(Extracted data entries)
- Opening Delimiter -
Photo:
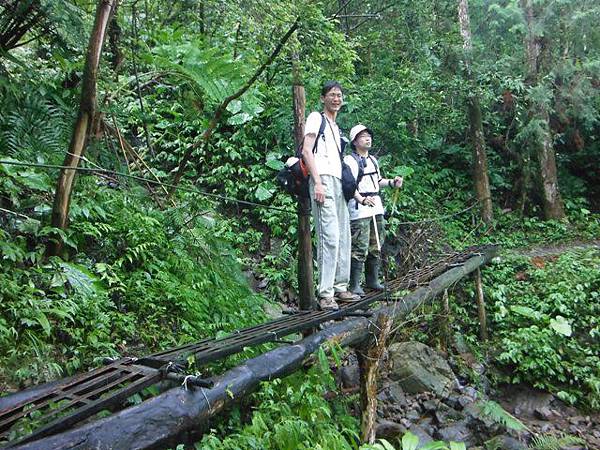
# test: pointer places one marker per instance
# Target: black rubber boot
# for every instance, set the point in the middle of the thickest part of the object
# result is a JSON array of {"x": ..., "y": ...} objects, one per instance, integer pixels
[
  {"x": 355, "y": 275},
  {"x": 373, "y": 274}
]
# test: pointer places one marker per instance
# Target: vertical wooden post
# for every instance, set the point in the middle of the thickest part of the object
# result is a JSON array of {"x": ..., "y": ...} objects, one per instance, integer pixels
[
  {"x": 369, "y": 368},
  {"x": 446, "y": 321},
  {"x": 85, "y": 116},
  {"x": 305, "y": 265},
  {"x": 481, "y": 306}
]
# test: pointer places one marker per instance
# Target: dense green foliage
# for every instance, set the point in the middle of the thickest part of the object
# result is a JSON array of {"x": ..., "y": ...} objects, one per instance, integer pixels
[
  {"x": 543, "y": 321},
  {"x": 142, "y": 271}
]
- Closing Delimiter -
- Opening Delimiter -
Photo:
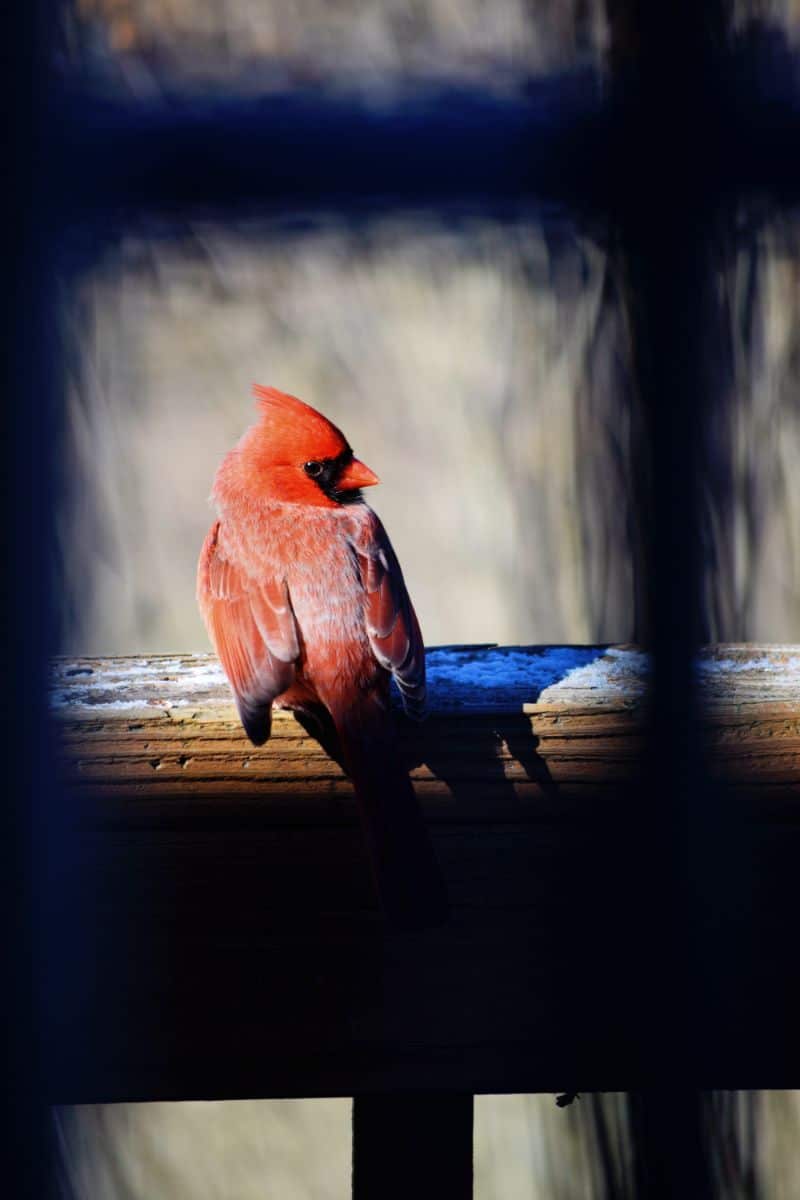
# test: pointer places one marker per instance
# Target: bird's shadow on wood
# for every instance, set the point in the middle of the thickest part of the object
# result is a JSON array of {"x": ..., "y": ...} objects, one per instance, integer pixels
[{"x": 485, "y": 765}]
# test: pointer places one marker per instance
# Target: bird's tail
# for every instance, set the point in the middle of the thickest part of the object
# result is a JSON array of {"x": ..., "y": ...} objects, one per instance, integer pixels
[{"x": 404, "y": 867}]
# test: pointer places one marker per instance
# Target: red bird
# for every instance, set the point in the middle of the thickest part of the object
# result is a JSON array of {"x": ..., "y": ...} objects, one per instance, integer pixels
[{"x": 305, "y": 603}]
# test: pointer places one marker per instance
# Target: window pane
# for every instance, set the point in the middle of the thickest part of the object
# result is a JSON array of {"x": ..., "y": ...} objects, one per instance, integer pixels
- Closing Delimiter -
Description of the task: Show the lines of the records that include the string "Target".

Finished task:
# Target: black rubber boot
# Target: vertical wooden post
# Target: dense green foliage
# Target: bird's shadow on wood
# Target: bird's tail
# Target: red bird
# Target: window pane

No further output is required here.